=== Begin Enclosure ===
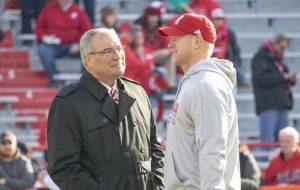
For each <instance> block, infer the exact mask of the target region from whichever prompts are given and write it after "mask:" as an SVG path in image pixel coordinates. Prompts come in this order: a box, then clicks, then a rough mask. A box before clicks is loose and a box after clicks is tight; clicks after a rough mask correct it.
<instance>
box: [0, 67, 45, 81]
mask: <svg viewBox="0 0 300 190" xmlns="http://www.w3.org/2000/svg"><path fill="white" fill-rule="evenodd" d="M0 76H1V79H2V80H4V79H11V80H13V79H22V80H24V79H29V78H30V79H41V78H46V76H47V75H46V72H45V71H32V70H28V69H0Z"/></svg>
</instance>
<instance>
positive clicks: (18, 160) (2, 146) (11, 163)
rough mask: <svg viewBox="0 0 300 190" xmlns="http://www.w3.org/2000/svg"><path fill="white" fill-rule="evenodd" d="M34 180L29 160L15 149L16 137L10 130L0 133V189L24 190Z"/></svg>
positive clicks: (31, 184) (31, 165) (32, 168)
mask: <svg viewBox="0 0 300 190" xmlns="http://www.w3.org/2000/svg"><path fill="white" fill-rule="evenodd" d="M34 181H35V177H34V171H33V168H32V164H31V161H30V160H29V159H28V158H27V157H26V156H24V155H23V154H21V153H20V151H18V149H17V138H16V136H15V134H14V133H12V132H10V131H5V132H2V133H1V135H0V189H1V190H24V189H26V188H30V187H32V186H33V184H34Z"/></svg>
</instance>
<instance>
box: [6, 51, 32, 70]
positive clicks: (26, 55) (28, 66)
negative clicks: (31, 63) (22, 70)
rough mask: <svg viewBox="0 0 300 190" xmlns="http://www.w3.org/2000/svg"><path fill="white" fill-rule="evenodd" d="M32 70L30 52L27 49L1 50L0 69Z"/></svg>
mask: <svg viewBox="0 0 300 190" xmlns="http://www.w3.org/2000/svg"><path fill="white" fill-rule="evenodd" d="M12 68H16V69H24V68H27V69H29V68H30V60H29V50H27V49H22V50H20V49H13V48H10V49H1V50H0V69H12Z"/></svg>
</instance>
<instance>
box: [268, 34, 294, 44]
mask: <svg viewBox="0 0 300 190" xmlns="http://www.w3.org/2000/svg"><path fill="white" fill-rule="evenodd" d="M282 41H287V43H288V44H289V43H290V40H289V38H288V37H287V36H285V35H284V34H275V35H273V36H272V37H271V38H270V42H271V43H272V44H280V43H281V42H282Z"/></svg>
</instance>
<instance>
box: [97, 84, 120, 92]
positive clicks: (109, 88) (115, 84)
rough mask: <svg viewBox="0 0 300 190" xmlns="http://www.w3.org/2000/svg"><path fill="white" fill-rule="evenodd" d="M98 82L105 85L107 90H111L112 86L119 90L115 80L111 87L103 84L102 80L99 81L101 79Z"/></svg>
mask: <svg viewBox="0 0 300 190" xmlns="http://www.w3.org/2000/svg"><path fill="white" fill-rule="evenodd" d="M99 82H100V83H101V84H103V86H105V87H106V88H107V90H108V92H110V90H111V89H112V88H114V89H116V90H117V92H119V90H118V86H117V83H116V82H115V84H114V85H113V87H110V86H108V85H107V84H105V83H103V82H101V81H99Z"/></svg>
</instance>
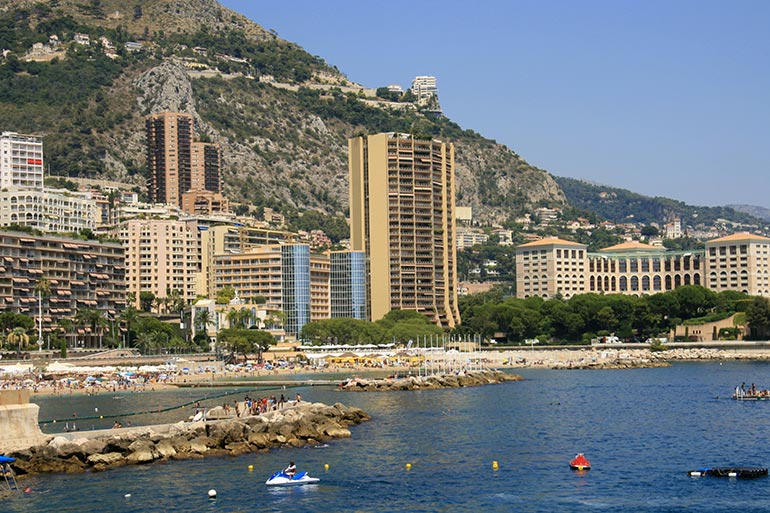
=== End Enclosure ===
Write out every item above exactly as it appears, leaving the pictures out.

**YOUR SOLUTION**
For each <instance> block, infer the exact mask of the target region from whichever prompts are given and write it after "mask:" as an SVG path in image pixel coordinates. Prompts come in this order: a box, then clicks, then a rough mask. A box before clicks is loose and a box after clicks is tight; clicks after a rough mask correct it.
<instance>
box: [0, 67, 45, 81]
mask: <svg viewBox="0 0 300 190" xmlns="http://www.w3.org/2000/svg"><path fill="white" fill-rule="evenodd" d="M0 76H1V79H2V80H4V79H11V80H13V79H22V80H24V79H29V78H30V79H41V78H46V76H47V75H46V72H45V71H32V70H28V69H0Z"/></svg>
</instance>
<instance>
positive clicks: (18, 160) (2, 146) (11, 163)
rough mask: <svg viewBox="0 0 300 190" xmlns="http://www.w3.org/2000/svg"><path fill="white" fill-rule="evenodd" d="M34 180L29 160L15 149L16 137L10 130L0 133V189L24 190Z"/></svg>
positive clicks: (31, 184) (31, 165) (32, 168)
mask: <svg viewBox="0 0 300 190" xmlns="http://www.w3.org/2000/svg"><path fill="white" fill-rule="evenodd" d="M34 181H35V177H34V171H33V168H32V164H31V161H30V160H29V159H28V158H27V157H26V156H24V155H23V154H21V153H20V151H18V149H17V138H16V136H15V134H14V133H12V132H10V131H5V132H2V133H1V135H0V189H1V190H24V189H26V188H30V187H32V186H33V184H34Z"/></svg>
</instance>
<instance>
box: [6, 51, 32, 70]
positive clicks: (26, 55) (28, 66)
negative clicks: (31, 63) (22, 70)
rough mask: <svg viewBox="0 0 300 190" xmlns="http://www.w3.org/2000/svg"><path fill="white" fill-rule="evenodd" d="M32 70L30 52L27 49L1 50L0 69Z"/></svg>
mask: <svg viewBox="0 0 300 190" xmlns="http://www.w3.org/2000/svg"><path fill="white" fill-rule="evenodd" d="M12 68H16V69H24V68H27V69H29V68H30V60H29V50H27V49H22V50H20V49H13V48H10V49H1V50H0V69H12Z"/></svg>
</instance>
<instance>
box: [268, 34, 294, 44]
mask: <svg viewBox="0 0 300 190" xmlns="http://www.w3.org/2000/svg"><path fill="white" fill-rule="evenodd" d="M282 41H287V43H288V44H289V43H290V40H289V38H288V37H287V36H285V35H284V34H275V35H273V36H272V37H271V38H270V42H271V43H272V44H280V43H281V42H282Z"/></svg>
</instance>
<instance>
box: [97, 84, 120, 92]
positive clicks: (109, 88) (115, 84)
rough mask: <svg viewBox="0 0 300 190" xmlns="http://www.w3.org/2000/svg"><path fill="white" fill-rule="evenodd" d="M98 82L105 85L107 90H111L112 86L119 90L115 80L111 87L103 84L102 80L99 81L101 79Z"/></svg>
mask: <svg viewBox="0 0 300 190" xmlns="http://www.w3.org/2000/svg"><path fill="white" fill-rule="evenodd" d="M99 82H100V83H101V84H103V86H105V87H106V88H107V90H108V92H110V90H111V89H112V88H114V89H116V90H117V92H119V90H118V86H117V83H116V82H115V84H114V85H113V87H110V86H108V85H107V84H105V83H103V82H101V81H99Z"/></svg>
</instance>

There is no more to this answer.